-- Pointing records --
************

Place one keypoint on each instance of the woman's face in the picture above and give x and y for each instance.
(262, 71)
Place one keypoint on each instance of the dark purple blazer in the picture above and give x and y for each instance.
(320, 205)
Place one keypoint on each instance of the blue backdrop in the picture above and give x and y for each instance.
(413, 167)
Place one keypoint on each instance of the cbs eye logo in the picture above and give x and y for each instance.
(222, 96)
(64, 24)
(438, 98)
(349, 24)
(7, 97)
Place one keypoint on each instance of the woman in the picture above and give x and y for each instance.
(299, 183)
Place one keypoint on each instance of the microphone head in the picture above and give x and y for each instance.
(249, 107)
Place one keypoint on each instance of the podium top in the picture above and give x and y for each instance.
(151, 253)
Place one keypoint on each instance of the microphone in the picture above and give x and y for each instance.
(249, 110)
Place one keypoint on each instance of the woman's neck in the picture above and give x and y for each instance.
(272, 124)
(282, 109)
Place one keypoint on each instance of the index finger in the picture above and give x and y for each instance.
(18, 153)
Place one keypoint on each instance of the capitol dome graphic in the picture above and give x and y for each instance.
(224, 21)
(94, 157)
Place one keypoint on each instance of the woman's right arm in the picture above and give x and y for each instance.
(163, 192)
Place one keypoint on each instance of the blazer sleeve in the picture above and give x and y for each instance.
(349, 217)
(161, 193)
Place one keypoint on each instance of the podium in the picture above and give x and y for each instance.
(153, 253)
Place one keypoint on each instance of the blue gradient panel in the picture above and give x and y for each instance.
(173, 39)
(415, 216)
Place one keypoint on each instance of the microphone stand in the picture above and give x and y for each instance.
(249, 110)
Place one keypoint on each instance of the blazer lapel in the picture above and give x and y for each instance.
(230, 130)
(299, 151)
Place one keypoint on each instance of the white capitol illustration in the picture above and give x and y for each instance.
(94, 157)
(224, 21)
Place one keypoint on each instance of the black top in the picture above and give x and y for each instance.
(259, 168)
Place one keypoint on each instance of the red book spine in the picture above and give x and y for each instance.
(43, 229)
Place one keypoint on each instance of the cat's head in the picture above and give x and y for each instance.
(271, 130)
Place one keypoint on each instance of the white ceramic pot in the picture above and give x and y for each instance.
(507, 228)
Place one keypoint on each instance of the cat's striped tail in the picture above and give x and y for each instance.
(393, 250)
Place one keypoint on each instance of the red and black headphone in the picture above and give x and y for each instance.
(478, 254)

************

-- REQUEST --
Rewrite the part of the records that opens with the line containing "Place one keypoint on each instance of the index" and continues through the end of the records, replacing "blazer" with "jacket" and leaving everything else unchanged. Give only those lines.

-- TASK SOLUTION --
Place one keypoint on each instance of the index finger in the picture above and give x and y for each instance.
(18, 153)
Place one keypoint on each instance of the capitol dome graphic in the picture above and give x and y for each instance.
(224, 21)
(94, 157)
Place one keypoint on each instance of the woman's right arm in the picture above and give x and y for each instance.
(163, 192)
Place one keypoint on each instance of the jacket sleeve in the picture above and give x and y for each instance.
(349, 217)
(161, 193)
Place one keypoint on each instance of the podium in the picture above and give x and y for each instance.
(153, 253)
Place one keypoint on each instance of the blue gradient panel in the picture above and give x and y for each instance.
(173, 39)
(415, 216)
Place one keypoint on each instance of the microphone stand in the picture above and give x and y for each instance.
(249, 110)
Place one keypoint on each instance of the jacket lapel in the picture above and give x and y for each instance.
(230, 130)
(299, 151)
Place one keypoint on each instance of the white capitol illustration in the picture above and give x and y for each instance.
(94, 157)
(224, 21)
Place one keypoint on each instance of the black top in the picture above and give x and y for each instance.
(259, 168)
Place one keypoint on each instance of the red book spine in the picture above and give x and y for each instance.
(43, 229)
Place one keypoint on each instance of the cat's head in the picture above and give x and y for each instance.
(271, 130)
Place one keypoint on each instance of the white ceramic pot in the picture above and give x and y for each instance.
(507, 228)
Place one keypoint on each instance of the cat's striped tail in the picture above and give x and y for each instance.
(393, 250)
Place one keypoint on each instance of the red and black headphone in the picture above and give x and y for each instance.
(478, 254)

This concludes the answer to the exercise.